§ Set tasks
• A. According to the Naruto synopsis, which master ninja instructs Naruto and his teammates?
• B. Carry on the Naruto synopsis past its final sentence.

§ Excerpt to read
════════════════════

Training in the Ninja Academy, Naruto pursues his dream. He dives into his training with vigor, learning ninjutsu, the way of the ninja, including ninja hand signals, fighting techniques, and how to think like a ninja. But his obnoxious antics and lack of study skills threaten his advancement; he fails his tests numerous times. When he learns of the evil spirit trapped within him, Naruto comes to understand why he is treated differently. Nevertheless he remains committed to his dream of becoming a ninja master, and hopes to one day win the respect of his village and eventually find someone who can shed more light on the consequences of having the spirit within him. Teamed with classmates Uchiha Sasuke and Haruno Sakura and instructed by the master ninja, Hatake Kakashi, Naruto faces challenges that teach him about friendship, cooperation, and the difference between right and wrong. Naruto offers stories that reflect the ideals of hard work and sincerity, for in the series victory is ultimately had by the virtuous.

════════════════════

§ Material
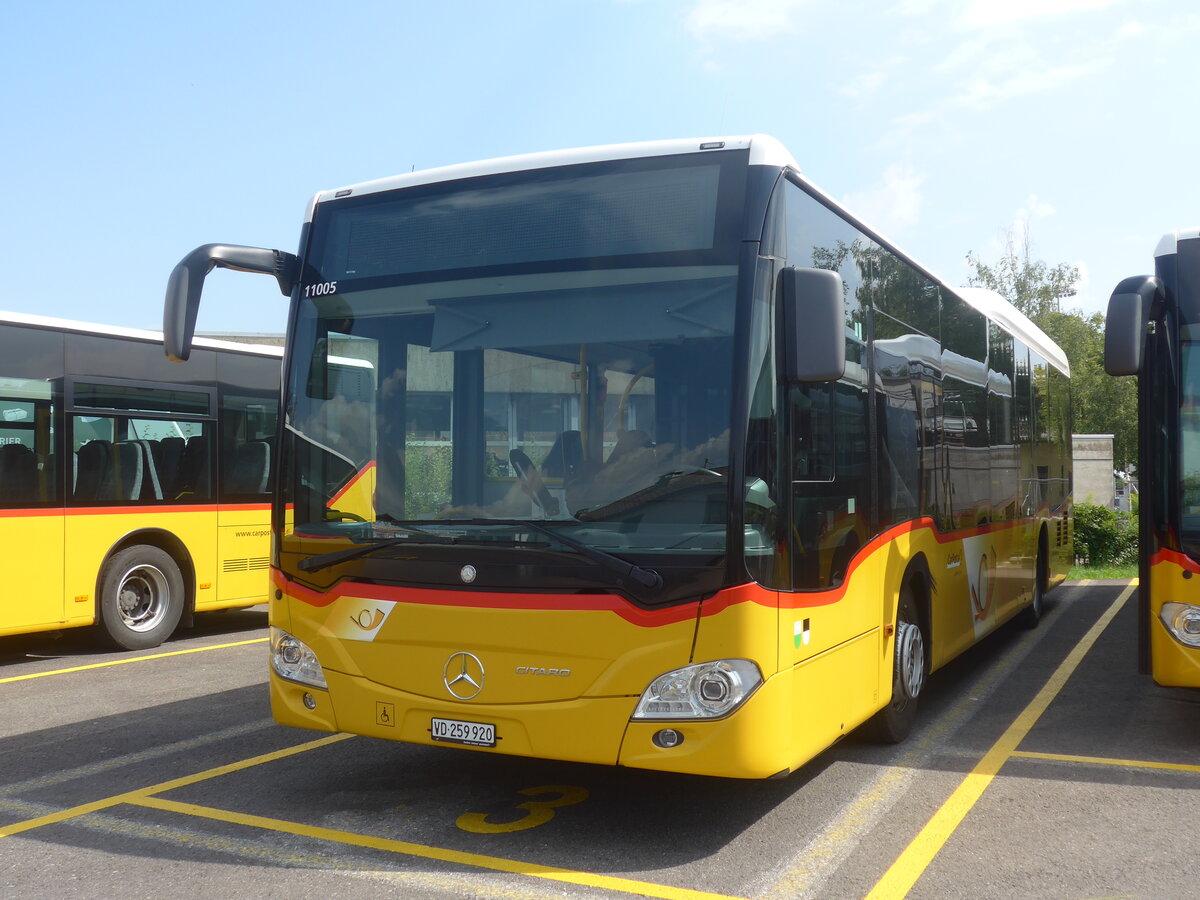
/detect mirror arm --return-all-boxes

════════════════════

§ Answers by task
• A. Hatake Kakashi

• B.
A New Look for Ninjas

Naruto looks much different from other ninja mangas. Instead of the masked ninjas dressed in black, Kishimoto draws the Naruto characters in lively, colorful outfits. Naruto wears an orange outfit with a hooded jacket trimmed in white. Sasuke, the smartest boy in the academy, wears long shorts with straps tied around his calves. Sakura, a teenage girl ninja-in-training, wears a variety of simple, brightly colored robes with shorts and long, flowing tops. All three students wear a headband with a symbol called the black leaf, which stands for their village, Konohagakure. Other ninjas in the series wear headbands with symbols relating to their place of origin, status, or affiliated group, such as the musical note on the headband of the Sound ninja who attempt to destroy Sasuke in Naruto 7. The villains within the series stand out from the heroes with their elaborate outfits; the Sound ninja, for example, wear such elaborate items as boldly patterned shirts, fur capes, and even a mummy-like wrap on one ninja's face. Other villains wear dark makeup to outline their eyes or to mark their faces with designs or symbols. The design elements and alternating perspectives that Kishimoto uses in the series also make it stand out among other manga.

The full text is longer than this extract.